Work item
Output only the lines below that start at the line containing "Target | metal pipe" and end at the line containing "Target | metal fence post", with both ends kept.

Natural-language object grounding data:
|---|

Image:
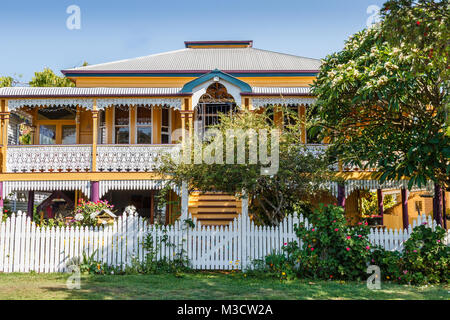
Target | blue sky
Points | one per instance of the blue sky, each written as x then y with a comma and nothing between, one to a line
33,34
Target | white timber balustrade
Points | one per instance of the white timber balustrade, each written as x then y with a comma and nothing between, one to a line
131,158
25,247
49,158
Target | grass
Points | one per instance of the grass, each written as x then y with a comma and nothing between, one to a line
201,285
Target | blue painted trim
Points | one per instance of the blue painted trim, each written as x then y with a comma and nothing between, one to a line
188,87
237,74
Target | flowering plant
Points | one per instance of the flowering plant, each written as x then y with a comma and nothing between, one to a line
426,258
86,212
330,248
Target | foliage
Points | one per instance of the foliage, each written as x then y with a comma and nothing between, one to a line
299,173
382,100
389,263
331,248
86,212
47,78
153,264
426,259
369,203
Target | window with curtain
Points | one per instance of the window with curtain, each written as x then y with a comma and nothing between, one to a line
69,134
47,134
144,125
102,127
165,126
122,125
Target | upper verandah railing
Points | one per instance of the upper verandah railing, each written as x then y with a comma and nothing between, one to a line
79,158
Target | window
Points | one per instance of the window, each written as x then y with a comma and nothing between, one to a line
419,207
121,125
47,134
69,134
102,127
165,126
144,125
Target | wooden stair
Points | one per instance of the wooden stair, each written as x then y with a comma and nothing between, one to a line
214,208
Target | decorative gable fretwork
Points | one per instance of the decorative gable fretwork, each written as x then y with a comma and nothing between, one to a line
263,102
160,102
50,103
47,185
372,185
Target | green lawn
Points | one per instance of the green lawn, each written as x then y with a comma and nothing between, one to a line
201,286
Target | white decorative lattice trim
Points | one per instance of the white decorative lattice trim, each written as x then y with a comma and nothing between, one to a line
169,102
50,103
263,102
47,185
106,186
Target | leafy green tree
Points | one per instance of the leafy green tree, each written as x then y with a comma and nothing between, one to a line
47,78
300,173
383,100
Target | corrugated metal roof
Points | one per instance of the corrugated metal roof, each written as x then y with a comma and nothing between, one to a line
282,90
225,59
23,92
84,92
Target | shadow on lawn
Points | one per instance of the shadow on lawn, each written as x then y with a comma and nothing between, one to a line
201,286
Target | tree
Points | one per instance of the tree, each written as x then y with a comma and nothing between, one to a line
383,100
47,78
300,173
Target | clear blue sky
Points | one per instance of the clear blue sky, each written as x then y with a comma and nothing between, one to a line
33,34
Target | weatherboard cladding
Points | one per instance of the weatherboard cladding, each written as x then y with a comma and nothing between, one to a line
225,59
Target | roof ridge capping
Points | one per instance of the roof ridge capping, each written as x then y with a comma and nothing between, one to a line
219,44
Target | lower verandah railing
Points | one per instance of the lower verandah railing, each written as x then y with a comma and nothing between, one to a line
25,247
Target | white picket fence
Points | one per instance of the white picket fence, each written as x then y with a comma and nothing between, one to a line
25,247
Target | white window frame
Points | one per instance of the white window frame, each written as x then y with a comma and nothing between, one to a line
136,126
114,126
100,127
169,127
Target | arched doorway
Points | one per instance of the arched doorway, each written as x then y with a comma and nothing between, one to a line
215,101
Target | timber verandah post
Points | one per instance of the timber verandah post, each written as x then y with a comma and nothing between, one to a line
380,204
405,217
437,204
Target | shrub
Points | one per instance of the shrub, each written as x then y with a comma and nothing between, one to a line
85,213
389,263
425,256
330,248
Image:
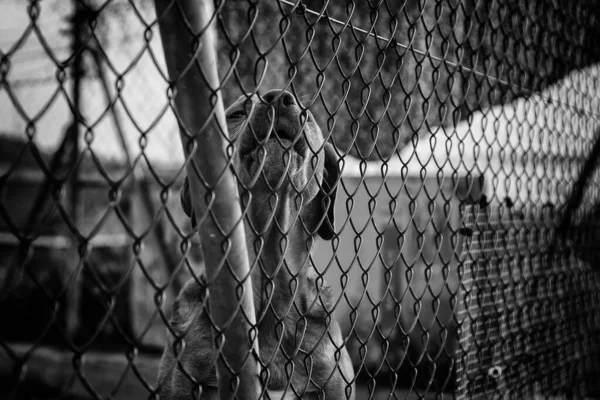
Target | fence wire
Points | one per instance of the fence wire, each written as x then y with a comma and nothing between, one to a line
418,184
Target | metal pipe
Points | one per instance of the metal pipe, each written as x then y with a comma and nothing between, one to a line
188,38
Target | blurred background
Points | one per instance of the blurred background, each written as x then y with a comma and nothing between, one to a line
91,229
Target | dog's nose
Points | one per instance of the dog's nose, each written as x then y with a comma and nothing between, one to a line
280,98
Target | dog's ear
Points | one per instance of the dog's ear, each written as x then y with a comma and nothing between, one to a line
186,201
327,193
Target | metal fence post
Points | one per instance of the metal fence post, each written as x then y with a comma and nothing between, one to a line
188,37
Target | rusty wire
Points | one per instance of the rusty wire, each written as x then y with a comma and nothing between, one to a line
462,262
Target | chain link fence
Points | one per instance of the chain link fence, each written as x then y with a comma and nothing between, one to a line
441,242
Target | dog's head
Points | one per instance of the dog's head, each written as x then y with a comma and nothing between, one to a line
279,149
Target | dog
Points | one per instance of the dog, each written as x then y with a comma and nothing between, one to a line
282,159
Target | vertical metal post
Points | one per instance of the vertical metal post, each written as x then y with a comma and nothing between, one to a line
188,37
75,206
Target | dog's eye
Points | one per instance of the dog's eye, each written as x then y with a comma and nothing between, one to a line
238,114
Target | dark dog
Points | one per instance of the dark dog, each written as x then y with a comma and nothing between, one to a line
291,173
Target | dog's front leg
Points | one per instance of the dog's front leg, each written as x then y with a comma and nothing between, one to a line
187,367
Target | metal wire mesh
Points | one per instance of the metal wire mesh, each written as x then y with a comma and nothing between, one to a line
461,176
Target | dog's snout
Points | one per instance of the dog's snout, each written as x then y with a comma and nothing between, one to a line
280,98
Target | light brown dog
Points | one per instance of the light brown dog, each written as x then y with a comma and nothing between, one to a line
291,173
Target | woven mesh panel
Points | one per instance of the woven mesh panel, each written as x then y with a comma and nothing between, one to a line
531,310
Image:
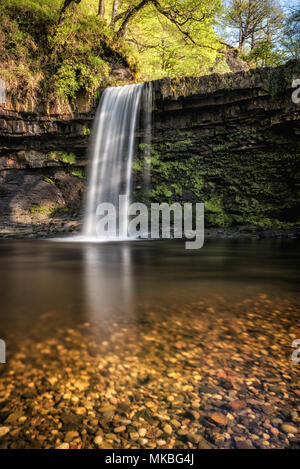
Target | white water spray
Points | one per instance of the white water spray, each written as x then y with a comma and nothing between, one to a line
111,154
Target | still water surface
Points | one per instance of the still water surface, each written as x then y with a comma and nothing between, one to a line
70,283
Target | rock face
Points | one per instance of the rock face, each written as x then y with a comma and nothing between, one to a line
230,141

|---|

Answer box
Target | metal pipe
Points | one per instance of the metal pipe, each written as x then y with a comma and nothing between, one to a line
188,38
Target | blurred background
Points | one per instance of the blurred background, each written as x then y with a comma and nothing between, one to a line
91,229
Target | dog's nose
Points | one per instance of the dog's nose, each written as x then y with a comma and nothing between, one to a line
280,98
Target | dog's ear
Points | one per instance of the dog's ear, each written as x then y with a comma and nothing between, one to a line
186,201
327,193
Target | metal fence post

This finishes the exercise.